§ **AIM OF THE EXERCISE**: Please reproduce every line of the data below verbatim, with no changes.
-- Start of EXTRACTED MATERIAL --
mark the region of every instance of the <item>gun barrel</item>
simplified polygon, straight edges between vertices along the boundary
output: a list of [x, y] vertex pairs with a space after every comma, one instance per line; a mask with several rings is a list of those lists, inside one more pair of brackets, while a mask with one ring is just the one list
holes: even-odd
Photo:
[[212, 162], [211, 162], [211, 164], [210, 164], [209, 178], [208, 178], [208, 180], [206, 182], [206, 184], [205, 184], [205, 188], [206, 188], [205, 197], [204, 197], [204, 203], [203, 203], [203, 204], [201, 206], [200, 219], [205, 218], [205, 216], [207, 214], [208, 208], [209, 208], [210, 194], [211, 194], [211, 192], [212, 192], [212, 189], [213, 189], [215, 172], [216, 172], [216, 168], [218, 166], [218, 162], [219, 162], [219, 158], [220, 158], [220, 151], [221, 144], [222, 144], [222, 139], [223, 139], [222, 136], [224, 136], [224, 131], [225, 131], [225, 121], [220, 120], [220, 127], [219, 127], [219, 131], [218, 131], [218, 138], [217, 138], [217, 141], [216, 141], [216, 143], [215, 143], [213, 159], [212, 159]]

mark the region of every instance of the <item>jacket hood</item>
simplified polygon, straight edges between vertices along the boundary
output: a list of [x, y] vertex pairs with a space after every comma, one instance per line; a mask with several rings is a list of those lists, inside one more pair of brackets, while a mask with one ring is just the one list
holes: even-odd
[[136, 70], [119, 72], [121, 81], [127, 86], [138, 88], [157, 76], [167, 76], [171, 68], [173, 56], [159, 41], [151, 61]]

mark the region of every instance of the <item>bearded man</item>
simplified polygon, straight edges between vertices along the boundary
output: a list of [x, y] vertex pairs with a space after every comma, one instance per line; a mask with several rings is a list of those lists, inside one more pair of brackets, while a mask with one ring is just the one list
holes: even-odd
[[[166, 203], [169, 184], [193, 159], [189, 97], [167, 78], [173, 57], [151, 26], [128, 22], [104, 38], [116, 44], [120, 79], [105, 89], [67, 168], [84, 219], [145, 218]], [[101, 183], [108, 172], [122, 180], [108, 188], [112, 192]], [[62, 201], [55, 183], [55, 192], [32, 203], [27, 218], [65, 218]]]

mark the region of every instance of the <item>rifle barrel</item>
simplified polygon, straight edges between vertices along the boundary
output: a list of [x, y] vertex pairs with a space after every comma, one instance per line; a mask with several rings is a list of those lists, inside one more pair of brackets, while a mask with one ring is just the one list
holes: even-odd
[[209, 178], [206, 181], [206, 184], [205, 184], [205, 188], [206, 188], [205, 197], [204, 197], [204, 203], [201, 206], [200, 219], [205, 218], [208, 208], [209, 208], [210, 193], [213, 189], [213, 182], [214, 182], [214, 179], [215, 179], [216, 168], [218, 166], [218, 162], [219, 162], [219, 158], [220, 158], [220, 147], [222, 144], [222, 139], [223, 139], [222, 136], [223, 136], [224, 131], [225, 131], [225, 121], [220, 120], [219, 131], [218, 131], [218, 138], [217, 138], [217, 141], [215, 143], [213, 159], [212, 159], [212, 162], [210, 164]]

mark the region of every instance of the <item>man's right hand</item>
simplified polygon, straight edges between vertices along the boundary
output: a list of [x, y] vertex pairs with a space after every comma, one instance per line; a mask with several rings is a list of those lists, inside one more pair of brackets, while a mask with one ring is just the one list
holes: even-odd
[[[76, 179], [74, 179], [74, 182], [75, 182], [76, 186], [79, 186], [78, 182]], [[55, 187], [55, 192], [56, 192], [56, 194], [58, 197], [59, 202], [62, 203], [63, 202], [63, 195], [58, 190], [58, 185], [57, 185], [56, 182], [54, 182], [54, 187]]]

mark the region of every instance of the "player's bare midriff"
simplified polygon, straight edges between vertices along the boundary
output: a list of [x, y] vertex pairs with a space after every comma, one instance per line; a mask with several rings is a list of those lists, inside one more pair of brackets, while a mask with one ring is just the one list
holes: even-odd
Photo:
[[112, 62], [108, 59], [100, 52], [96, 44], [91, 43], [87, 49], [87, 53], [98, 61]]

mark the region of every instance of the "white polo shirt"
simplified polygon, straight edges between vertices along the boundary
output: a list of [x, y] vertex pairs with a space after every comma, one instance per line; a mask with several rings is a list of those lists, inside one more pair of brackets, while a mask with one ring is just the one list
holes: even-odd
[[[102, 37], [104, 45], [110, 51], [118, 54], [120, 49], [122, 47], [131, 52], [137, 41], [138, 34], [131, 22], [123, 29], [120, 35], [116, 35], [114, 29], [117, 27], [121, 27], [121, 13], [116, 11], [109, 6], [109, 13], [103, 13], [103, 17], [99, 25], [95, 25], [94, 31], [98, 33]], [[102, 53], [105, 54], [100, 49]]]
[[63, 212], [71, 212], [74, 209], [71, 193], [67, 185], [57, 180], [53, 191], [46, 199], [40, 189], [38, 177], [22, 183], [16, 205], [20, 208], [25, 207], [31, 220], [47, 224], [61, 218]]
-- End of EXTRACTED MATERIAL --
§ **FINISHED EXERCISE**:
mark the region of every instance of the <item>gun barrel</item>
simplified polygon, straight edges between vertices along the boundary
output: a list of [x, y] vertex pairs with a space after every comma, one instance per line; a mask with several rings is a list of those lists, inside one more pair of brackets, while a mask with one ring is just the one list
holes: even-odd
Photo:
[[212, 162], [211, 162], [211, 164], [210, 164], [209, 178], [208, 178], [208, 180], [206, 182], [206, 184], [205, 184], [205, 188], [206, 188], [205, 197], [204, 197], [204, 203], [203, 203], [203, 204], [201, 206], [200, 219], [205, 218], [205, 216], [207, 214], [208, 208], [209, 208], [210, 194], [211, 194], [211, 192], [212, 192], [212, 189], [213, 189], [215, 172], [216, 172], [216, 168], [218, 166], [218, 162], [219, 162], [219, 158], [220, 158], [220, 151], [221, 144], [222, 144], [222, 139], [223, 139], [222, 136], [224, 136], [224, 131], [225, 131], [225, 121], [220, 120], [220, 127], [219, 127], [219, 131], [218, 131], [218, 138], [217, 138], [217, 141], [216, 141], [216, 143], [215, 143], [213, 159], [212, 159]]

mark the region of every instance of the <item>jacket hood</item>
simplified polygon, straight edges between vertices along the boundary
output: a list of [x, y] vertex pairs with a space after every comma, one instance per line; a mask with several rings is a list of those lists, inside one more pair of brackets, while a mask with one ring is just the one list
holes: even-odd
[[136, 70], [119, 72], [121, 81], [127, 86], [138, 88], [157, 76], [167, 76], [171, 68], [173, 56], [159, 41], [151, 61]]

mark the region of every instance of the <item>bearded man</item>
simplified polygon, straight edges between vertices along the boundary
output: a list of [x, y] vertex pairs with a space after every comma, one instance per line; a mask with several rings is a list of those lists, inside one more pair of brackets, while a mask with one ring is just the one list
holes: even-odd
[[[166, 203], [169, 184], [193, 159], [189, 97], [167, 78], [173, 57], [151, 26], [128, 22], [104, 38], [116, 44], [120, 79], [105, 89], [67, 168], [84, 219], [145, 218]], [[101, 183], [108, 172], [122, 180], [108, 188], [112, 192]], [[62, 201], [55, 183], [55, 192], [32, 203], [27, 218], [65, 218]]]

mark the region of every instance of the <item>rifle barrel</item>
simplified polygon, straight edges between vertices along the boundary
output: a list of [x, y] vertex pairs with a space after every comma, one instance per line; a mask with several rings is a list of those lists, inside one more pair of brackets, while a mask with one ring is just the one list
holes: even-odd
[[209, 178], [206, 181], [206, 184], [205, 184], [205, 188], [206, 188], [205, 197], [204, 197], [204, 203], [201, 206], [200, 219], [205, 218], [208, 208], [209, 208], [210, 193], [213, 189], [213, 182], [214, 182], [214, 179], [215, 179], [216, 168], [218, 166], [218, 162], [219, 162], [219, 158], [220, 158], [220, 147], [222, 144], [222, 139], [223, 139], [222, 136], [223, 136], [224, 131], [225, 131], [225, 121], [220, 120], [219, 131], [218, 131], [218, 138], [217, 138], [217, 141], [215, 143], [213, 159], [212, 159], [212, 162], [210, 164]]

mark the region of every instance of the <item>man's right hand</item>
simplified polygon, straight edges between vertices along the boundary
output: a list of [x, y] vertex pairs with a space after every comma, one instance per line; a mask with several rings is a list of those lists, inside one more pair of brackets, while a mask with one ring is just the one list
holes: even-odd
[[[76, 179], [74, 179], [74, 182], [75, 182], [76, 186], [79, 186], [78, 182]], [[55, 187], [55, 192], [56, 192], [56, 194], [58, 197], [59, 202], [62, 203], [63, 202], [63, 195], [58, 190], [58, 185], [57, 185], [56, 182], [54, 182], [54, 187]]]

mark the region of every instance of the "player's bare midriff"
simplified polygon, straight edges between vertices along the boundary
output: a list of [x, y] vertex pairs with a space after every comma, one instance per line; a mask with several rings is a list of those lists, inside one more pair of brackets, while a mask with one ring is just the one list
holes: even-odd
Photo:
[[112, 62], [108, 59], [100, 52], [96, 44], [91, 43], [87, 49], [87, 53], [98, 61]]

mark the region of every instance of the "white polo shirt"
simplified polygon, straight edges between vertices along the boundary
output: a list of [x, y] vertex pairs with a space after every comma, one instance per line; a mask with several rings is a list of those lists, inside one more pair of brackets, while a mask with one ring is just the one list
holes: even-odd
[[[102, 37], [104, 45], [110, 51], [118, 54], [120, 49], [122, 47], [131, 52], [137, 41], [138, 34], [131, 22], [123, 29], [120, 35], [116, 35], [114, 29], [117, 27], [121, 27], [121, 13], [116, 11], [109, 6], [109, 13], [103, 13], [103, 17], [99, 25], [95, 25], [94, 31], [98, 33]], [[102, 53], [105, 54], [100, 49]]]
[[63, 212], [71, 212], [74, 209], [71, 193], [67, 185], [57, 180], [53, 191], [46, 199], [40, 189], [38, 177], [22, 183], [16, 205], [20, 208], [25, 207], [31, 220], [47, 224], [61, 218]]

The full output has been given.